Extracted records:
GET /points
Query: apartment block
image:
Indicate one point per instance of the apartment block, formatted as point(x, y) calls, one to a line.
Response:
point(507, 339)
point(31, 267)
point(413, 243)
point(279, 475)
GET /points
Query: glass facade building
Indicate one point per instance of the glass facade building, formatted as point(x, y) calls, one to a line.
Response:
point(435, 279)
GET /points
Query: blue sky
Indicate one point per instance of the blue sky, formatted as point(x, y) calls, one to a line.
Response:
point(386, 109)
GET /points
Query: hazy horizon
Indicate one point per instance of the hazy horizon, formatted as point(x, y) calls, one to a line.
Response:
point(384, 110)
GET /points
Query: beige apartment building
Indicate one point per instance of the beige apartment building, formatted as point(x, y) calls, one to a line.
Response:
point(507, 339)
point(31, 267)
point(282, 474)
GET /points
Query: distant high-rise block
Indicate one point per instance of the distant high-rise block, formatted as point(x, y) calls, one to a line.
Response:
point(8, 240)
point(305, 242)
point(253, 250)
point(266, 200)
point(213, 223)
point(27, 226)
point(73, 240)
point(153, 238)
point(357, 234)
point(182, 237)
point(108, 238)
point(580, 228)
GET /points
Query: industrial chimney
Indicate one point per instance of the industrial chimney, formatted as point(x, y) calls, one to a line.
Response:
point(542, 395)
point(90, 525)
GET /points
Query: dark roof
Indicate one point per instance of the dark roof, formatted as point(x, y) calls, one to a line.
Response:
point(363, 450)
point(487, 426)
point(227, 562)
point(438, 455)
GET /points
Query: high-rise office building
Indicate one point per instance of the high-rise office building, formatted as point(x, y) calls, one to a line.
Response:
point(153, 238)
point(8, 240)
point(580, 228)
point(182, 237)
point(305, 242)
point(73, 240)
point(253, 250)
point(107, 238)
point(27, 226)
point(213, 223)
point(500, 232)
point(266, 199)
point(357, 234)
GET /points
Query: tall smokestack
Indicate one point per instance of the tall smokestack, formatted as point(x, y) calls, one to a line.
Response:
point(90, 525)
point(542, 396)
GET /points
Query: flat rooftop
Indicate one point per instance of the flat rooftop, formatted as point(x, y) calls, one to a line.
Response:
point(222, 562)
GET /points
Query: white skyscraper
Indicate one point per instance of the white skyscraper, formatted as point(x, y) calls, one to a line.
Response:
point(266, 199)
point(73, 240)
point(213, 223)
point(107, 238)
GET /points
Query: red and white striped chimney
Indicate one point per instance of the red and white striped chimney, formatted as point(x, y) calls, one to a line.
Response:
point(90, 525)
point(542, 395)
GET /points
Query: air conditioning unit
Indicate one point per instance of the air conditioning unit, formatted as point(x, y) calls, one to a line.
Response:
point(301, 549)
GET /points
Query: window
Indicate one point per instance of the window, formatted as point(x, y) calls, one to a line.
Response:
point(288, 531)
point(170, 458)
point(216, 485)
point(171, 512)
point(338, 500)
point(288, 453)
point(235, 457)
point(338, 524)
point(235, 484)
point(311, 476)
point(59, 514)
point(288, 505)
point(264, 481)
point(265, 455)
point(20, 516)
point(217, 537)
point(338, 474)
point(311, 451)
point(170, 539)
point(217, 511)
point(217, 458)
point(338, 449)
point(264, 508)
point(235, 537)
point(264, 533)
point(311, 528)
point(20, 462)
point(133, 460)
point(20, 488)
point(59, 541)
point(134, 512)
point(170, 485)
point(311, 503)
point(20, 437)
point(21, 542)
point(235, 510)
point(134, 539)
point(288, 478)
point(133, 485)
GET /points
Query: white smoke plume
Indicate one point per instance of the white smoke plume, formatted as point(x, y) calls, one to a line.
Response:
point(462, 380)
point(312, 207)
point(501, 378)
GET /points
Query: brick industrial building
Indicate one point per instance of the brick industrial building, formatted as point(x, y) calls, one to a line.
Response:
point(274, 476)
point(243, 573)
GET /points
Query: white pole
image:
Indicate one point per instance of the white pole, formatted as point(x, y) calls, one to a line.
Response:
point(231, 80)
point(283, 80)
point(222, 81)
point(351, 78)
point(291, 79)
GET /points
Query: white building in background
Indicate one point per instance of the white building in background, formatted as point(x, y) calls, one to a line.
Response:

---

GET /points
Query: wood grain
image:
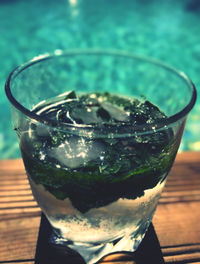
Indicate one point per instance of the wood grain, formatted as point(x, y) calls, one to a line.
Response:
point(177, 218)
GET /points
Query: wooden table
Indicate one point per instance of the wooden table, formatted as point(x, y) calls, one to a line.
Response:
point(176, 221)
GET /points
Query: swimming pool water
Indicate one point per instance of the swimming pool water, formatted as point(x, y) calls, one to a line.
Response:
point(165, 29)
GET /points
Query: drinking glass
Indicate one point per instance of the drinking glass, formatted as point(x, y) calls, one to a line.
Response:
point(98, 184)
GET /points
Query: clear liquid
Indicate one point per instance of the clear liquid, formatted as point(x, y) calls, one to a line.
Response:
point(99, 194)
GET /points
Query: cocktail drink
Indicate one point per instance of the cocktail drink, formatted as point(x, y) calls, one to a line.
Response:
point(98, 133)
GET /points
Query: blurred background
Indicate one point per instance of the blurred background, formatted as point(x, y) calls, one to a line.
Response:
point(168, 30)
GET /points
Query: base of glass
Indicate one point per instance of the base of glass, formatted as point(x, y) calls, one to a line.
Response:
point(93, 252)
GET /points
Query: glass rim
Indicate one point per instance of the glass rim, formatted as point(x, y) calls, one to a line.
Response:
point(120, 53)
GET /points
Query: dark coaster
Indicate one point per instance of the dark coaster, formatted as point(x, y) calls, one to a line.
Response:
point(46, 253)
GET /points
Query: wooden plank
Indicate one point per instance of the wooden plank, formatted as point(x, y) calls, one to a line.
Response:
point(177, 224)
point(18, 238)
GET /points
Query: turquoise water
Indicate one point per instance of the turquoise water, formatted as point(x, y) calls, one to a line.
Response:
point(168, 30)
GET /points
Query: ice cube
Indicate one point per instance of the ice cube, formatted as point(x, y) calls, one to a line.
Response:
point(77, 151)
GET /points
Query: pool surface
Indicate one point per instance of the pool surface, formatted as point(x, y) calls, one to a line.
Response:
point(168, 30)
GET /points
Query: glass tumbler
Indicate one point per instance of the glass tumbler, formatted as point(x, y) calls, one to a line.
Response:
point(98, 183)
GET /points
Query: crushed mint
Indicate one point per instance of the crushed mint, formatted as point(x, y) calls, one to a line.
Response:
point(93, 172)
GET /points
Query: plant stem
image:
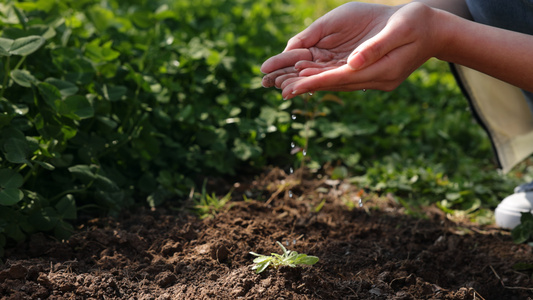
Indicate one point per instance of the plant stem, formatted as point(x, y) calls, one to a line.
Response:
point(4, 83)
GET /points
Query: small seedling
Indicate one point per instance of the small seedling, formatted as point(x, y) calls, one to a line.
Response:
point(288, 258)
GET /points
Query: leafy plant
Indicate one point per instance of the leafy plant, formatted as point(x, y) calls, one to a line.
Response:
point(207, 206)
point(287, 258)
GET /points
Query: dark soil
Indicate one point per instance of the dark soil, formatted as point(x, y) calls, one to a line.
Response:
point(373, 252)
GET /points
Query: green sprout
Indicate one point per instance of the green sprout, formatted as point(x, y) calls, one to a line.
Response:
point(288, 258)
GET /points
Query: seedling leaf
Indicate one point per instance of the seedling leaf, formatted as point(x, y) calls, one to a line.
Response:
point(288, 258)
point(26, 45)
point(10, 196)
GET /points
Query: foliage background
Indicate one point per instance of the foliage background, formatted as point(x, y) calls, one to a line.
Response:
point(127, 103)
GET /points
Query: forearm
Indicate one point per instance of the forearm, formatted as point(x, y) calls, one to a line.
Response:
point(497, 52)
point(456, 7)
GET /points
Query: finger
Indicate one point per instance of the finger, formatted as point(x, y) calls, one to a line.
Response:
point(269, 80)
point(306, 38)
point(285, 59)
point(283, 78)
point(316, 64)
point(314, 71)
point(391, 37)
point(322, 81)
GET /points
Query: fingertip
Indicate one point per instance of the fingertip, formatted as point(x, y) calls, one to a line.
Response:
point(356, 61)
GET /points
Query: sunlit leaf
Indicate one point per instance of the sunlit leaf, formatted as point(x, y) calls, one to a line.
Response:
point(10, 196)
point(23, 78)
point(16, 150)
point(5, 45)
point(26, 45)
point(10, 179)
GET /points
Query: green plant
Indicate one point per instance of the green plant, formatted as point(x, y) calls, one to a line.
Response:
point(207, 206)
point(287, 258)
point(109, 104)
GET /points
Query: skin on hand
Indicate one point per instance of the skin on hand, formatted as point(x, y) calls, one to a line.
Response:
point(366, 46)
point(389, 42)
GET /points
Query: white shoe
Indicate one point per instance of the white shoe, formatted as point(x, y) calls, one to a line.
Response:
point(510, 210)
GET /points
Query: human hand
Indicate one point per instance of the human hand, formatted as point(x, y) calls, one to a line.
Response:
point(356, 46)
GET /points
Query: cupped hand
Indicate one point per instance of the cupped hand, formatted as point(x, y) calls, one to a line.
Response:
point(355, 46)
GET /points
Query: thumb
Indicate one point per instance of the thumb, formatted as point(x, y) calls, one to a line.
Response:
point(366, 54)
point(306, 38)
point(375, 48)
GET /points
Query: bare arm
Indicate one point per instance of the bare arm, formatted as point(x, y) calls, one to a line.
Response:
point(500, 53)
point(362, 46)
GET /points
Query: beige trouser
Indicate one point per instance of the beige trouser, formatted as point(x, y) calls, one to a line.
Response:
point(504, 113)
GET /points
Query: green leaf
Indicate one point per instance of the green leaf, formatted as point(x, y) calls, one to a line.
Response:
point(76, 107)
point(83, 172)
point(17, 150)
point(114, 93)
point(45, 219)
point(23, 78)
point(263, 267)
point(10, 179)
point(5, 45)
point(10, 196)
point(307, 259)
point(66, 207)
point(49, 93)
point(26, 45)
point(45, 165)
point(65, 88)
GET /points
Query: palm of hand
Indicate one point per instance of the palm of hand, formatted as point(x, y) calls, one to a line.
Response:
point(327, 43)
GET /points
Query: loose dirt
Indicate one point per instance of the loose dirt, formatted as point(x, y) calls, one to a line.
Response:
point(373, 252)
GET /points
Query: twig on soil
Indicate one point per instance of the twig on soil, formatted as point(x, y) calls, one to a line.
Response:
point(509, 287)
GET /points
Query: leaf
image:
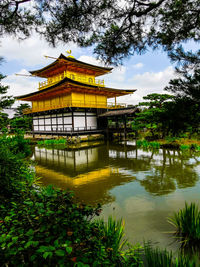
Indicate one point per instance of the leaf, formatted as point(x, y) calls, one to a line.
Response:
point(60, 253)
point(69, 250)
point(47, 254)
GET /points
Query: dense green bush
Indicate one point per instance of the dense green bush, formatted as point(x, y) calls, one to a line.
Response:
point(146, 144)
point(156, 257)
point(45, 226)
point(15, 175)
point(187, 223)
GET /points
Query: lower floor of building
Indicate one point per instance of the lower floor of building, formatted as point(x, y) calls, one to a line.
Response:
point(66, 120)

--

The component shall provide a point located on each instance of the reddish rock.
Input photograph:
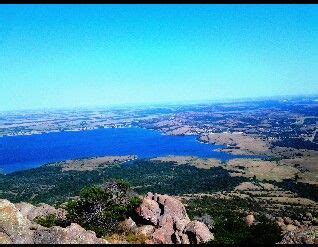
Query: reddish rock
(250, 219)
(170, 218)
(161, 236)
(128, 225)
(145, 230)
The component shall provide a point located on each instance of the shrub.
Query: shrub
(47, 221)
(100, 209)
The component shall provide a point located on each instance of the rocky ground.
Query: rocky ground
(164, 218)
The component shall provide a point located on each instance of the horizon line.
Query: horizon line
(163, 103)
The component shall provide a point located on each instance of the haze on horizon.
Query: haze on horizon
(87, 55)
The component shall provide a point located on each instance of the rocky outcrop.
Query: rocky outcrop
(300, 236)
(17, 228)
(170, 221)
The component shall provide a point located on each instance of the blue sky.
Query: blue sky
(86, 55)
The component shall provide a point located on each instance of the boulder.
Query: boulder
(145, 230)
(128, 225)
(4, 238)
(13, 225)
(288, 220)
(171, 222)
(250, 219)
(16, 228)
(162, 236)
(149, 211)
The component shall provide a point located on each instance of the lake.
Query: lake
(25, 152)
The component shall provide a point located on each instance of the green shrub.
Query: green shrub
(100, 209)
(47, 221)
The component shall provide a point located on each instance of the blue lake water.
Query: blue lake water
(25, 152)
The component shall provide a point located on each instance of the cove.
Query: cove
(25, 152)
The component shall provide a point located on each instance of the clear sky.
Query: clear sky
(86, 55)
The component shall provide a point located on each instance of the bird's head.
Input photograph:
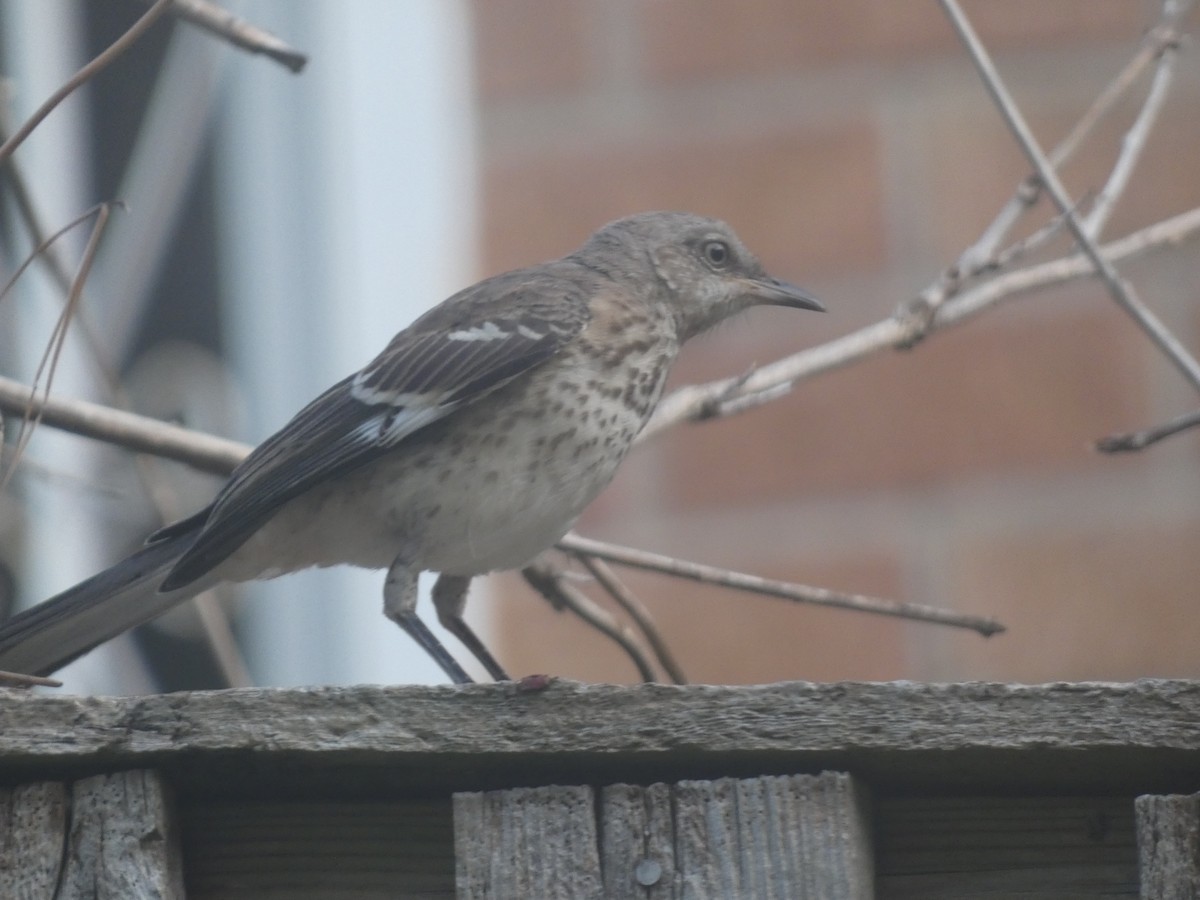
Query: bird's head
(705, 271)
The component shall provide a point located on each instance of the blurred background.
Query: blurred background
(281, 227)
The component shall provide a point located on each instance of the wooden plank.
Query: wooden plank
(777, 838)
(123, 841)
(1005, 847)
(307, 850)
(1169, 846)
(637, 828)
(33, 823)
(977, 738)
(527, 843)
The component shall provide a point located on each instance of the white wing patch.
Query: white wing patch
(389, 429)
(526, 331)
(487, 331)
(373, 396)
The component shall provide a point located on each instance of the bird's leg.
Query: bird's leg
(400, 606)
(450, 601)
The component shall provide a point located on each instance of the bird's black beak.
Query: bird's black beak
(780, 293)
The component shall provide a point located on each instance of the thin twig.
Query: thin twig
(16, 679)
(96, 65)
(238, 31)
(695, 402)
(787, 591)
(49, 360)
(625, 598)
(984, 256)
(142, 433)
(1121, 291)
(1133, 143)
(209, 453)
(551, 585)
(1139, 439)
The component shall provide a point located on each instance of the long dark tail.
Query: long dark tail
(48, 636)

• **DIRECTIONS FOR THIS TASK**
Your task for the entries above: copy exactly the span starting with the line with "Indicate one point per instance of the fingertip, formatted" and going on through the line with "Query: cupped hand", both lines included, and nothing else.

• **OUTPUT**
Indicate one point per instance of the fingertip, formatted as point(x, y) calls, one to a line.
Response:
point(356, 61)
GET /points
Query: sunlit leaf
Indicate one point per instance of the sunlit leaf, formatted as point(x, y) calls, one to a line.
Response:
point(10, 196)
point(23, 78)
point(16, 150)
point(5, 45)
point(26, 45)
point(10, 179)
GET /points
Query: green plant
Indicate one point per instance of the green plant, formatted as point(x, y) calls, one to a line.
Response:
point(207, 206)
point(287, 258)
point(109, 104)
GET /points
Query: skin on hand
Indicate one point per instance of the skin on hand, formatted as point(x, y) calls, one to a line.
Response:
point(366, 46)
point(389, 42)
GET /points
Query: white shoe
Indicate one point per instance of the white shoe, formatted as point(x, y) calls, one to a line.
Response:
point(510, 210)
GET /points
Query: human hand
Indicate one point per instance of the human hand, formatted as point(x, y) calls, one to a line.
Response:
point(356, 46)
GET /points
Query: cupped hand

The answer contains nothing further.